→ Brief: Print every line of the listing exactly, please.

→ Material provided:
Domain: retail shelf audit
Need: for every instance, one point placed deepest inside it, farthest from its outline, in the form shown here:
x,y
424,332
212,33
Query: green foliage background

→ Answer space:
Domain: retail shelf audit
Need: for every instance, one point placed deepest inside it, farthest from its outline, in the form shown here:
x,y
424,332
212,33
Query: green foliage background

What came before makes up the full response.